**Text**
##########
Right. I think I think you're absolutely right that it will get baked into a lot of the the software vendors will have to do do a lot of the work with AI, right? It'll get baked into your tool. I do think that there will be some need for accountants to um embrace AI in a way that they won't have to, they didn't have to embrace blockchain, right? Blockchain just got built in and you never heard about it again. I think you'll find that there are, particularly as agentic AI becomes more prevalent, that what you'll find is you won't have to build any of this stuff, but you will have to learn how to work with it. And it'll be a different kind of working with it than just regular software because it'll be you'll be tasking them to do things and you'll need to understand what they can and can't do and how to make sure that they're doing the thing you want them to do and how to check to make sure that they did it the right way. You know, it's it'll be more of a less of a technology thing and more of a management uh uh task in the sense of I saw somebody at a at an AI conference talk about the fact that this is probably the last couple of years, the next two years or so will be the last time where managers solely manage people, that they'll be end up being managing people and agents or some form of agents, whatever age form that takes as they get developed, so that you will be as much as you're telling you know junior staff or people underneath you how to do a thing or what to do and managing their work and delegating to them, you'll be doing the same thing to an ever-growing number of agents, and that will be a different kind of management. And we're terrible at human management already. So I'm fascinated all the ways we could be terrible at managing agents, but well, at least there won't be emotion.
##########
**Dataset extract**
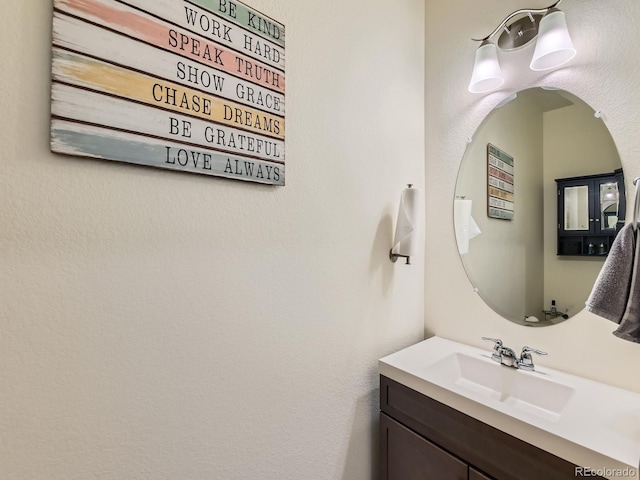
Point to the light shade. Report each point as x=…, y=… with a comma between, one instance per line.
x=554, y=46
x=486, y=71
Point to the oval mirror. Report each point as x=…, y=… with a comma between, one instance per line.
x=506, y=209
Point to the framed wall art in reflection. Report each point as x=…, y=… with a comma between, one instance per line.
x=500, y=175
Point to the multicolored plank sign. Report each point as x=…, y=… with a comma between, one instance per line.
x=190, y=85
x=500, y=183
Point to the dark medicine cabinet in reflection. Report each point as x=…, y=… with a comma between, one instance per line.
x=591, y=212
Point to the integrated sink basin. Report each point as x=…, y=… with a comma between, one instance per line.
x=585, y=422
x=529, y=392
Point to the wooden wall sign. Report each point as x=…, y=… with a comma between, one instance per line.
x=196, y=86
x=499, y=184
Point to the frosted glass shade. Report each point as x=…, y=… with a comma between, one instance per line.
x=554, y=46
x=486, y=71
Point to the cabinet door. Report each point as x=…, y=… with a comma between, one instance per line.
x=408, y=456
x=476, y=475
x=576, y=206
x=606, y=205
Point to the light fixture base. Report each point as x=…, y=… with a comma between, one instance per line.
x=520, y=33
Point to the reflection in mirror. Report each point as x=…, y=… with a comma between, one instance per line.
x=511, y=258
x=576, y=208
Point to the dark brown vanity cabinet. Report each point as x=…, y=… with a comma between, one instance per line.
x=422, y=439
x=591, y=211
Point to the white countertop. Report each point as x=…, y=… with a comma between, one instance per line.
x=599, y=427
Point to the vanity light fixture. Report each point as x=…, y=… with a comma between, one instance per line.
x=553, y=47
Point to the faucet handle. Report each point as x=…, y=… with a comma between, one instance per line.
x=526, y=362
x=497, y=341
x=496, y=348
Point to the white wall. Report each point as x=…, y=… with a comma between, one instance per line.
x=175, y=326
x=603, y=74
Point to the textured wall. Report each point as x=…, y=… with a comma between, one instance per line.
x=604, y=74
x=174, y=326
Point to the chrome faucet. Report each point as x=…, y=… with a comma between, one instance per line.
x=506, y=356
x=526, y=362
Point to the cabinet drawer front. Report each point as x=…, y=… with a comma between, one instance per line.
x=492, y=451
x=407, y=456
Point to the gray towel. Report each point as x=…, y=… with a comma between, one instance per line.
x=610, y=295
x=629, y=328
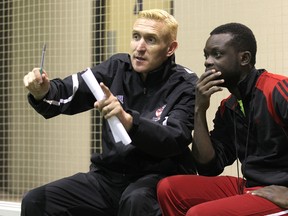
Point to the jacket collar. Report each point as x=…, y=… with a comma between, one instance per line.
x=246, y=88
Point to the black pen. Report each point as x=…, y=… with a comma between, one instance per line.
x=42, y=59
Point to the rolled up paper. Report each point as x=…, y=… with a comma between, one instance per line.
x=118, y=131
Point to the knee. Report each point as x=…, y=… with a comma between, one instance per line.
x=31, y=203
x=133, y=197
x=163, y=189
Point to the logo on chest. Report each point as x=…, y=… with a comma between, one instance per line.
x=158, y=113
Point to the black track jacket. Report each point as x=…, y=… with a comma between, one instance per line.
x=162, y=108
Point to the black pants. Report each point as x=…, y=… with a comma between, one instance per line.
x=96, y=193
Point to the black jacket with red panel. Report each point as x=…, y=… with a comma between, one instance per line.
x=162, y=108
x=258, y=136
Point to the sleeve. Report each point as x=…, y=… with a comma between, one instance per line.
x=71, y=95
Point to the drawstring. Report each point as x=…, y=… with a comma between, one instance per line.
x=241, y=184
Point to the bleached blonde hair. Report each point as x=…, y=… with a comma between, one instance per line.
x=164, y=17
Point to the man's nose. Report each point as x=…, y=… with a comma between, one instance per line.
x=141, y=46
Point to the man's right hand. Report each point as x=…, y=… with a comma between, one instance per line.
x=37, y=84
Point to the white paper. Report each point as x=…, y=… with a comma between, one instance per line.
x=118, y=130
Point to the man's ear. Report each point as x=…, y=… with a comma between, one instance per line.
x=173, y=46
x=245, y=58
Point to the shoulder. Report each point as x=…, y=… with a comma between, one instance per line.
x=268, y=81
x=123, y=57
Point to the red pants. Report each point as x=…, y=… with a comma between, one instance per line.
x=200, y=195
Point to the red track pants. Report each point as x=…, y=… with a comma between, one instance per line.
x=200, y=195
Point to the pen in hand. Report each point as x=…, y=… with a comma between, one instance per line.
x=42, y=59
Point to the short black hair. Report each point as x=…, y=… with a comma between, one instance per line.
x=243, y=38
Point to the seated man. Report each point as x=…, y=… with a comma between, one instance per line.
##########
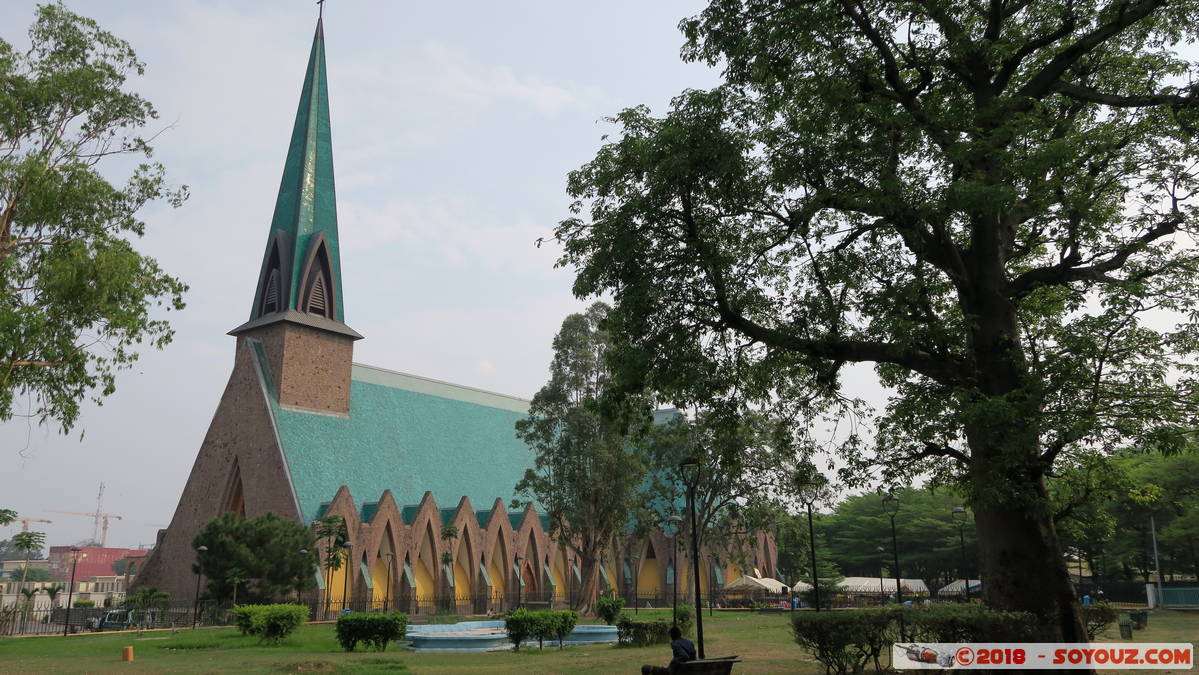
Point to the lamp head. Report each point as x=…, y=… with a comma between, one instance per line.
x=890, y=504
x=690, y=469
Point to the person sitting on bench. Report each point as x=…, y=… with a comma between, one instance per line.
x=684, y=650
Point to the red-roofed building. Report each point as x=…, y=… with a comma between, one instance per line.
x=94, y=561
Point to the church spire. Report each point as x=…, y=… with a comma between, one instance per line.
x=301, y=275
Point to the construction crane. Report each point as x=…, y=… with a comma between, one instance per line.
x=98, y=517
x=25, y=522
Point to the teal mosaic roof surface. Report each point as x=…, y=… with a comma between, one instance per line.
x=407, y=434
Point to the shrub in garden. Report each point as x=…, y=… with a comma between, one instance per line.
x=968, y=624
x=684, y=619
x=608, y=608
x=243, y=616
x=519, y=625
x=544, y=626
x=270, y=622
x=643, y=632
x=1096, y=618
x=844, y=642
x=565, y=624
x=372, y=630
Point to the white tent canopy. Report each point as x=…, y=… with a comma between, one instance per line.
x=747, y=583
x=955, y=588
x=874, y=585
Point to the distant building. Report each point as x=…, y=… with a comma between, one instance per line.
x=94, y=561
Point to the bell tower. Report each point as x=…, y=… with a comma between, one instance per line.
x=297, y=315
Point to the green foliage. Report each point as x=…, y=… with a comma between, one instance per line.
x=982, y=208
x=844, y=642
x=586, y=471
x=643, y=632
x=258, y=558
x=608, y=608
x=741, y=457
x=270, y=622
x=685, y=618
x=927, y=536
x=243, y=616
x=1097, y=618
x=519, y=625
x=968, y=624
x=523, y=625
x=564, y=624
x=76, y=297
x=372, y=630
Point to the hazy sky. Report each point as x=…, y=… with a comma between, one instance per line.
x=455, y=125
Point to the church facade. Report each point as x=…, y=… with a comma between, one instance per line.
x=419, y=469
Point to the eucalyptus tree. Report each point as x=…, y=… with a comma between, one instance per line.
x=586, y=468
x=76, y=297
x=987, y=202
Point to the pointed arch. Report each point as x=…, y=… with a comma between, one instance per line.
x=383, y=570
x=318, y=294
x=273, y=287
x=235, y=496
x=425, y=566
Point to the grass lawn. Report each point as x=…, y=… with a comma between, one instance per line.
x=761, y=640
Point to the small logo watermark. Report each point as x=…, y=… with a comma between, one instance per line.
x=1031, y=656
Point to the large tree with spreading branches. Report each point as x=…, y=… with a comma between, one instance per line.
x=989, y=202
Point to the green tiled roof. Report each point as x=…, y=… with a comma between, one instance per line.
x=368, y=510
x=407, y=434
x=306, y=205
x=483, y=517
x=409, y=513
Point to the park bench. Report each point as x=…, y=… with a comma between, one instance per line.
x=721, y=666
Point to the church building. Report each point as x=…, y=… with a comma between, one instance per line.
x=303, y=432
##########
**Problem set**
1. List every action that the passage on AI says managers currently perform with junior staff or people underneath them.
2. Turn the rows in the part that opens with the line containing "Point to the distant" and closes with the line containing "x=297, y=315" into a Markdown table with the columns Number and Line, leaving out blank lines.
The passage on AI and the rows come from separate, unrelated sources.

**Solutions by task**
1.
- Telling them how to do a thing
- Telling them what to do
- Managing their work
- Delegating to them

2.
| Number | Line |
|---|---|
| 1 | Point to the distant building. Report each point as x=…, y=… with a comma between, one instance per line. |
| 2 | x=94, y=561 |
| 3 | Point to the bell tower. Report each point as x=…, y=… with a comma between, one instance per line. |
| 4 | x=297, y=315 |